(Material for the task)
━━━━

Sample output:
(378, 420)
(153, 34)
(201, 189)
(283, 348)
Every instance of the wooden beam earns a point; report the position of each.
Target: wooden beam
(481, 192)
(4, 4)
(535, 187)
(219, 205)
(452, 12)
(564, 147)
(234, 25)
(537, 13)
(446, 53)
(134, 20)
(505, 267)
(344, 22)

━━━━

(What the task asks) Return what is listed above, exactly and completely.

(Reply to the task)
Sample output:
(378, 420)
(153, 34)
(201, 189)
(283, 348)
Every instance of the wooden beam earns a point; report the position of each.
Target: wooden beam
(481, 192)
(4, 4)
(535, 187)
(219, 205)
(452, 12)
(564, 147)
(234, 25)
(537, 13)
(446, 53)
(134, 20)
(505, 267)
(344, 22)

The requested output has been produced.